- MATERIAL FOR THIS EXERCISE
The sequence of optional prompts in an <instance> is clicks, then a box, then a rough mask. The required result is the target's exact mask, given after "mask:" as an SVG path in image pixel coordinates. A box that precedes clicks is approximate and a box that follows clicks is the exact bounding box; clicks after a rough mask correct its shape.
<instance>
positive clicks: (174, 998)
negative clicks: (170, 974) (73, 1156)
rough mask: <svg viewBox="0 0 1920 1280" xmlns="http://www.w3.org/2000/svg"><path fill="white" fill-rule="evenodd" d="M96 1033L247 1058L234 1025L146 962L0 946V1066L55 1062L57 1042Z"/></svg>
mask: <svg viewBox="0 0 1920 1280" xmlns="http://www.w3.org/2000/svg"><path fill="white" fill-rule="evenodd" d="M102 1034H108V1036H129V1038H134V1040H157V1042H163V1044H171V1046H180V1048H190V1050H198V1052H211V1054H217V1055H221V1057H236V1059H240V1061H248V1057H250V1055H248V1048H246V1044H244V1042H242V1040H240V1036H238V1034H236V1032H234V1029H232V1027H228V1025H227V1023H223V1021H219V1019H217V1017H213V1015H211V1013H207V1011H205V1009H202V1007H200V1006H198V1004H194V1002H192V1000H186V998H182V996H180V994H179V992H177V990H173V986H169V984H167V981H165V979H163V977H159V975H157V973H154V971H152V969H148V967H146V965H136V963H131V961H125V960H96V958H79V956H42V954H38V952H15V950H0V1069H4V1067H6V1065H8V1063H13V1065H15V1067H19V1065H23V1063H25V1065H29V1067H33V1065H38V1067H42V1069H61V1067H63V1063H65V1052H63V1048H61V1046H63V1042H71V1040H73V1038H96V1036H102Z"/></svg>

- WHAT THIS TASK INVOLVES
Every line in the entries above that has the word "instance" should be identified and copied.

- RESULT BELOW
The sequence of optional prompts in an <instance> is clicks, then a box, then a rough mask. The required result is the target's exact mask, given after "mask:" as an SVG path in image pixel coordinates. A box that precedes clicks is approximate and a box that follows clicks is the exact bounding box; clicks after a rough mask correct its shape.
<instance>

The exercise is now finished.